**Work instruction 1**
In the comment thread about Michael Jackson, what does Will say about the mother who raised Will?
**Work instruction 2**
Carry on the comment thread about Michael Jackson from the point where it stops.

**Reading text**
- - - -
I really liked young Michael in the days when the joy of performing was obvious and the desperate struggle to remain on top, to trump all the other pop stars all the time hadn't yet begun to turn him into a man who didn't know himself so completely that he bleached his beautiful skin to find some kind of identity.

And was Papa Jackson in reality another manifestation of Mama Rose?--a parent so crazed for stardom, even vicariously, that beating the boy until he got the routines perfect was worth the emotionally crippled adult addict?

Pop isn't particularly my music but there was something so shining and real about young Michael that I loved watching his performances; he's the one I regret and regret deeply. I'm not so sure that Michael died just the other day--I think large parts of him died along the way.

Joe Jubinville said...

Michael's preference for the company of boys was weird - but I take him at his word that nothing happened. Is it possible that it's WE who think this is impossible, not Michael?

mkf said...

will: you always put the best possible face on any given set of facts--i sorta admire you for that.

jeaux: if i told you that your unmarried 50-year old neighbor--you know, the one who's not famous--had spent the last 30 years taking a steady stream of prepubescent boys into his bed for sleepovers, what would you think?

Will said...

Thanks, Mike, but I sometimes worry that I've given a wrong impression somehow. You once commented that I might be a bit too innocent for your blog. I'm not really a goody two shoes; I have my own demons: emotional (from bring raised by an abusive father and a terminally alcoholic mother), and sexual, which I propitiate in a variety of ways. I survived my childhood and began rebuilding myself from the ground up in college and for two decades thereafter.
- - - -
**Record set**

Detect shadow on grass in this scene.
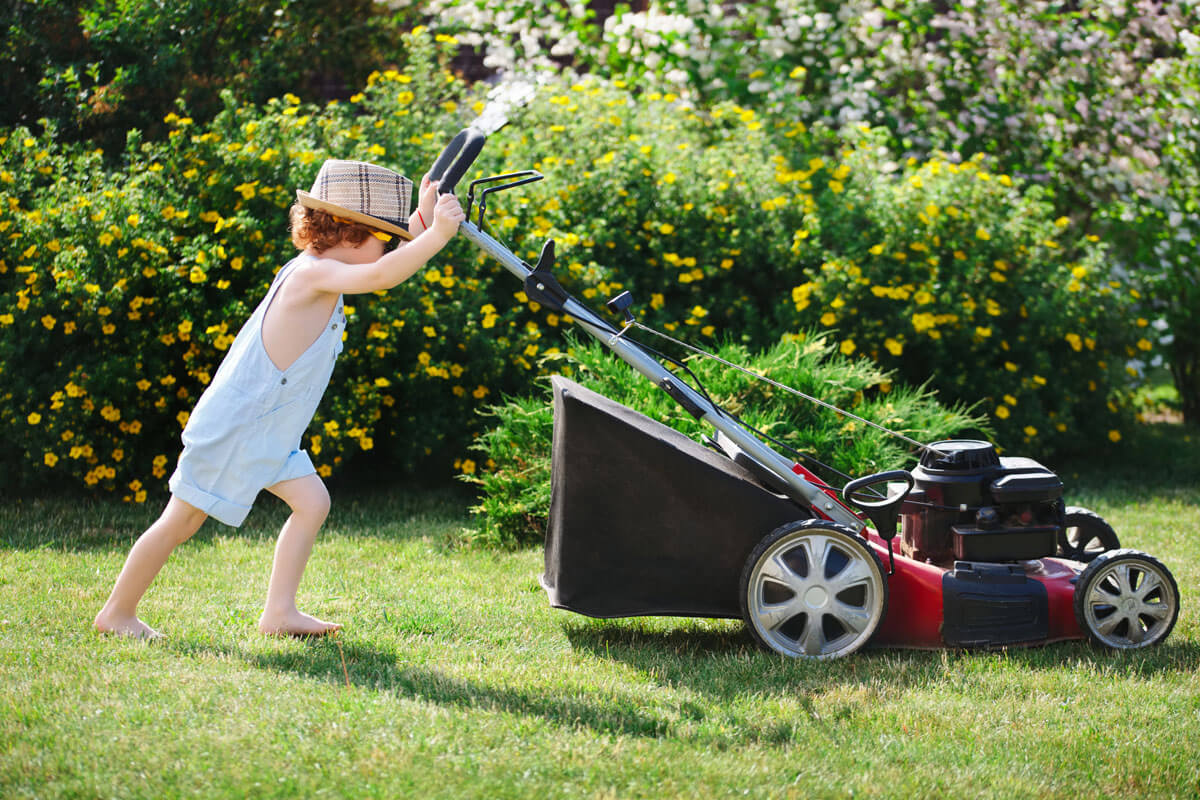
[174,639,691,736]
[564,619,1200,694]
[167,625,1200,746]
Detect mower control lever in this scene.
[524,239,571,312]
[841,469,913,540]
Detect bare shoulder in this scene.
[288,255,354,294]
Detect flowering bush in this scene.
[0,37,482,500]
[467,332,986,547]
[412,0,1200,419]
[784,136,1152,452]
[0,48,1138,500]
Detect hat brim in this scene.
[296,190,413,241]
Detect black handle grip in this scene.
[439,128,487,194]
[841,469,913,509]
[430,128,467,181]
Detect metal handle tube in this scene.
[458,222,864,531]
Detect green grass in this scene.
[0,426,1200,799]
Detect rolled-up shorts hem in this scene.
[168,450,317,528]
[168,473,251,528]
- - - -
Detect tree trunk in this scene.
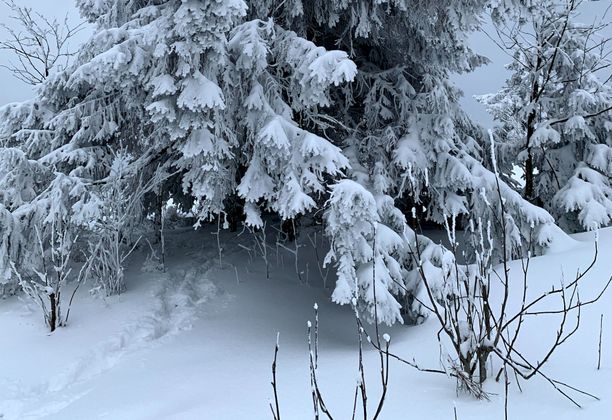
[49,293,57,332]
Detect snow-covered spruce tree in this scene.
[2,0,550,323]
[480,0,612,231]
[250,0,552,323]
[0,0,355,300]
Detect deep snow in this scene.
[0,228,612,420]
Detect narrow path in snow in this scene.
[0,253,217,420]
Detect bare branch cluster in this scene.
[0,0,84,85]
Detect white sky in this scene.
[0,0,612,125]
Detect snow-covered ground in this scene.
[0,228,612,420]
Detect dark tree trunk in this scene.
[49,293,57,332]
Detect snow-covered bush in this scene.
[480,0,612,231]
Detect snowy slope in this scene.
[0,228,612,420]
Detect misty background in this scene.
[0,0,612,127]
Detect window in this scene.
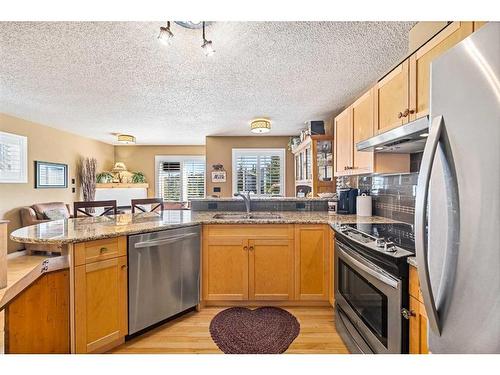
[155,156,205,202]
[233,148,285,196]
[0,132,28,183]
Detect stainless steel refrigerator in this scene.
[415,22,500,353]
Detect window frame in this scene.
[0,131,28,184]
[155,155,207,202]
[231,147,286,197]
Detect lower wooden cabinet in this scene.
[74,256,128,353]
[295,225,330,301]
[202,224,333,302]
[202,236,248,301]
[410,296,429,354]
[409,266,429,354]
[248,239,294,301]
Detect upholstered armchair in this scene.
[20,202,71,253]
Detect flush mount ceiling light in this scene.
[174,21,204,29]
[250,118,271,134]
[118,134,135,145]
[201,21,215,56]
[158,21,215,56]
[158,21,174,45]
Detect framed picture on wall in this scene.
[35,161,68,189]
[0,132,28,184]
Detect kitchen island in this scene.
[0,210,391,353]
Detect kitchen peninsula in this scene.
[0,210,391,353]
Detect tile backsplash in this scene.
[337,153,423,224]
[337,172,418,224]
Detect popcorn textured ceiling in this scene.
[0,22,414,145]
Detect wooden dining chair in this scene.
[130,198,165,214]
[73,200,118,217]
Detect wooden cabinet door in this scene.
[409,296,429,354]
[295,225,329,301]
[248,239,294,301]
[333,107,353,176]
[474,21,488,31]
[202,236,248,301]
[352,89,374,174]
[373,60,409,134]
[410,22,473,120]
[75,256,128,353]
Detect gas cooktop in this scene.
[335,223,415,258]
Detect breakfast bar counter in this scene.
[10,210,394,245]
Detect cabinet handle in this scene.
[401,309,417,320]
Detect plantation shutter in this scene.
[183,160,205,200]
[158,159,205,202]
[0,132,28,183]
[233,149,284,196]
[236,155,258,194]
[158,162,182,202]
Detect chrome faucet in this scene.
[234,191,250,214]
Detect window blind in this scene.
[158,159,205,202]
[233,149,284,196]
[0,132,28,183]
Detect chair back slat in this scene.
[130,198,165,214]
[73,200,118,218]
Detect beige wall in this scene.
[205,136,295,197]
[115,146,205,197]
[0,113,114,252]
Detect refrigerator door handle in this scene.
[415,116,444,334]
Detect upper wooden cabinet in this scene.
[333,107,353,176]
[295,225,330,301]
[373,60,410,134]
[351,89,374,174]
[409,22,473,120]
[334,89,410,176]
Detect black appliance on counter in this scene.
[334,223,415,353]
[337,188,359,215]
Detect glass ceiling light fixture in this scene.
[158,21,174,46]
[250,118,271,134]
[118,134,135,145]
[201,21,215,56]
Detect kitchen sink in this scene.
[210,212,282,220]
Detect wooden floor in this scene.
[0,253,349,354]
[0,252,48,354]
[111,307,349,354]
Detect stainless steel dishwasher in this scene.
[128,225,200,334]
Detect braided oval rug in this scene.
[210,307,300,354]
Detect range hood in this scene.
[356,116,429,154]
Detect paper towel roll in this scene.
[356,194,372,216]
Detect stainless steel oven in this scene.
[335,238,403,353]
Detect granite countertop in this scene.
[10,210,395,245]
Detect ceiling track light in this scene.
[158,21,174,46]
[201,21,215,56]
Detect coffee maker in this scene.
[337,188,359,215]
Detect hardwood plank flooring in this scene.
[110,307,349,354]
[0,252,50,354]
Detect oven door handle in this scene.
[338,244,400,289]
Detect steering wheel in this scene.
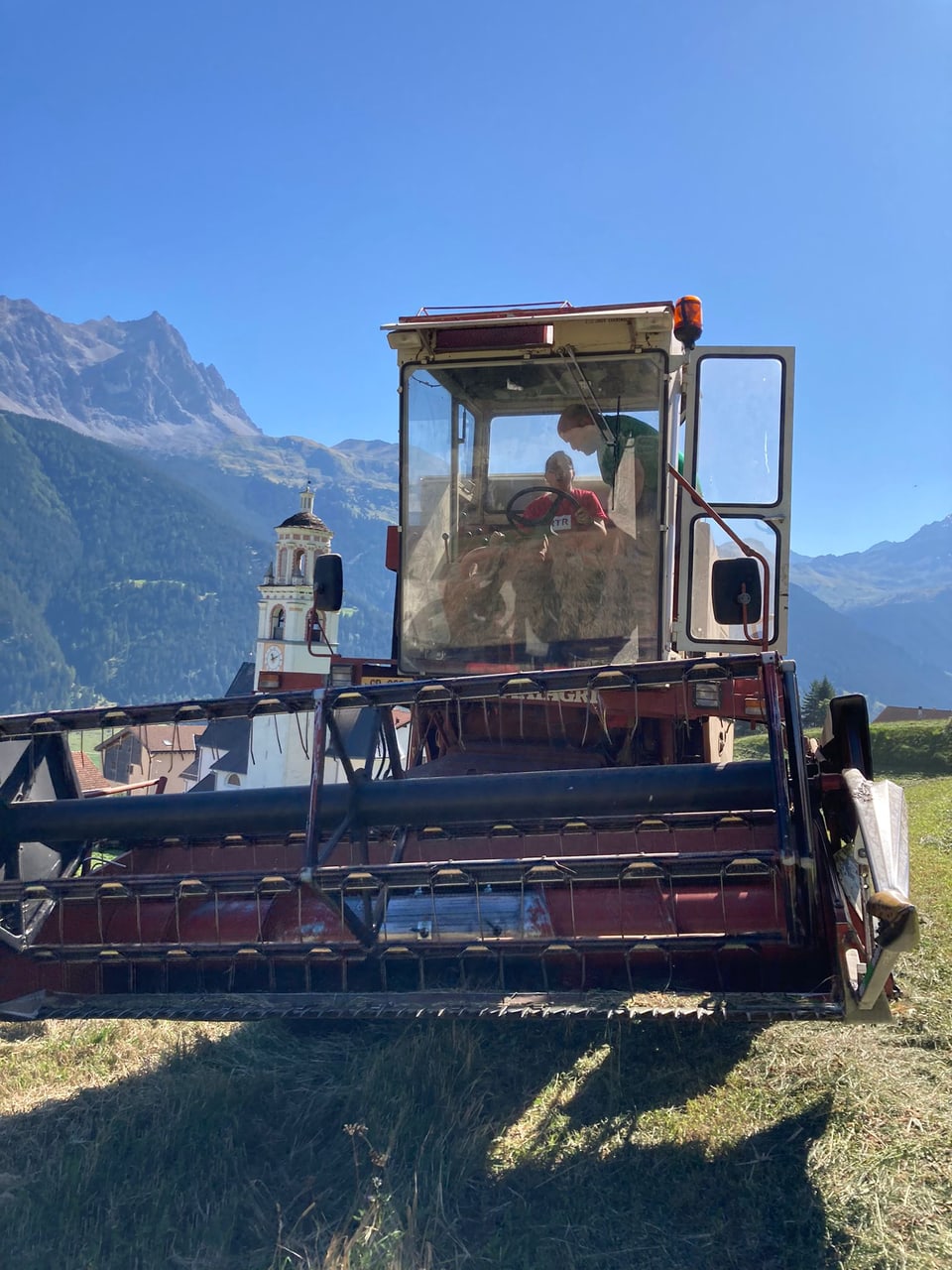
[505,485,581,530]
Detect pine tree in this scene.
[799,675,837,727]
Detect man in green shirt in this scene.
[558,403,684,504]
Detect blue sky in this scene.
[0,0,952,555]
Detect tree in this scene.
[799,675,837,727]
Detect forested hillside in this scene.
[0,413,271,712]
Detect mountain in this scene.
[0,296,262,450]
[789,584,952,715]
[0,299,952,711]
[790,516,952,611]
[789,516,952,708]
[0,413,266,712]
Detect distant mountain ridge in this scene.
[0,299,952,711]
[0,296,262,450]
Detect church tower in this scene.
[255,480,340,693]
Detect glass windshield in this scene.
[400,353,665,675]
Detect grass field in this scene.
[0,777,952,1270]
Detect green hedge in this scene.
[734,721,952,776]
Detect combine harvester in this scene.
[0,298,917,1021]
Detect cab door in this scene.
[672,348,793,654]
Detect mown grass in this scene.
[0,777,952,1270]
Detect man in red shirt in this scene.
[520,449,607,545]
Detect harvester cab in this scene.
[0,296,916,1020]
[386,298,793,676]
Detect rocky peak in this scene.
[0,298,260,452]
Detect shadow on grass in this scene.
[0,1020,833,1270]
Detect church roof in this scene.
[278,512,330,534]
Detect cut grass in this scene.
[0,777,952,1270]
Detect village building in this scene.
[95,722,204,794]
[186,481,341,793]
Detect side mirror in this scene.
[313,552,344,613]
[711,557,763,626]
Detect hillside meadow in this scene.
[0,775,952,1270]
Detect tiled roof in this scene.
- - - -
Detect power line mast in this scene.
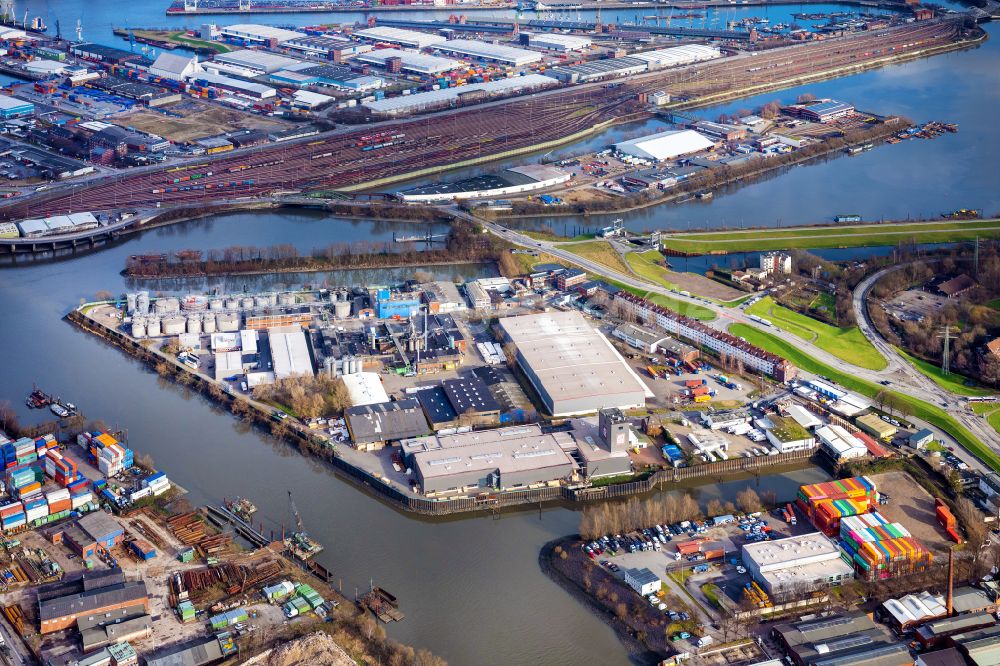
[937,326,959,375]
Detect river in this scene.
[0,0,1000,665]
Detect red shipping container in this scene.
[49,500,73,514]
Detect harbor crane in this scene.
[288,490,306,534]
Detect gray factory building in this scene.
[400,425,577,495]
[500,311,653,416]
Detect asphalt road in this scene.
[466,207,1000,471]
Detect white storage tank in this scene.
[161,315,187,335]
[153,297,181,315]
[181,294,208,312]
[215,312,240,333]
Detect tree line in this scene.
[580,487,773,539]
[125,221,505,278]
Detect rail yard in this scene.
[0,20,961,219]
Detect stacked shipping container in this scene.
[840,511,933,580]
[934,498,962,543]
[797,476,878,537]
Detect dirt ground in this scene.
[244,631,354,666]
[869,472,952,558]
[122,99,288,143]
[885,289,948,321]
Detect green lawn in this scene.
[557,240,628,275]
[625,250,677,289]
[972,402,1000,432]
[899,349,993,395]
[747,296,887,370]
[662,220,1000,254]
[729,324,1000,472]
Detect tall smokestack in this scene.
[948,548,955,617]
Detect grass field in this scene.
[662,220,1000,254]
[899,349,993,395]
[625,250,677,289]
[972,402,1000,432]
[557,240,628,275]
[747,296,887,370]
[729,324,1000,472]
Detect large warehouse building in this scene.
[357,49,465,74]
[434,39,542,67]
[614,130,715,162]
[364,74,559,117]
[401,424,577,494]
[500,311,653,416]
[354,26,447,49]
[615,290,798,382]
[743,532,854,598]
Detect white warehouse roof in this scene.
- - - -
**Output 1**
She was terminally alcoholic.

**Output 2**
It's true that the man who emerged is a "glass half full" person. Accepting that I was gay saved me, with the enormous support of the daughters I adopted who didn't care with whom I slept as long as there was some happiness in my life, as there came to be.

As to my comments on Michael Jackson, I perhaps expressed myself unclearly, but I wonder if my belief that he died as a healthy person years ago due to a variety of pressures, addictions, and mental problems can be considered putting the best face on it.

This is NOT an angry retort, but intended to be an honest one, honesty being the quality of your own writing that I most admired since first finding guttermorality.

mkf said...

will: as i recall it, i once suggested you might be too healthy for this blog--a big difference, because you're far too seasoned and experienced in ways most of us childless gays couldn't even begin to understand for someone as savvy as me to ever brand you as innocent or naive.

the thing i tend to admire about you is that, unlike michael jackson (and, for that matter, myself), you didn't use the bad breaks of your childhood to excuse sub-par behavior as an adult; instead, you made a conscious choice (and did the hard work) to create a worthwhile, productive life for yourself in spite of your past.

if there's a flaw in your glass-half-full attitude, i would suggest that it lies in your charitable tendency to relax standards for others that you wouldn't for yourself--in this case, giving michael jackson a semi-pass because, due to his harsh childhood, parts of him "died along the way".

the hard truth is, michael jackson displayed a pattern throughout his life of fucking over people--breaking contracts, screwing employees outta wages, letting his zoo animals starve when he tired of them, diddling god only knows how many little boys--all for the sake of his own self-gratification.

you wanna minimize that because he got fucked over as a kid, go right ahead.

me? i'm a glass-half-empty guy, will--i'm gonna hold that narcissistic, self-indulgent bastard to no less than the same unwaveringly harsh standard to which i hold myself.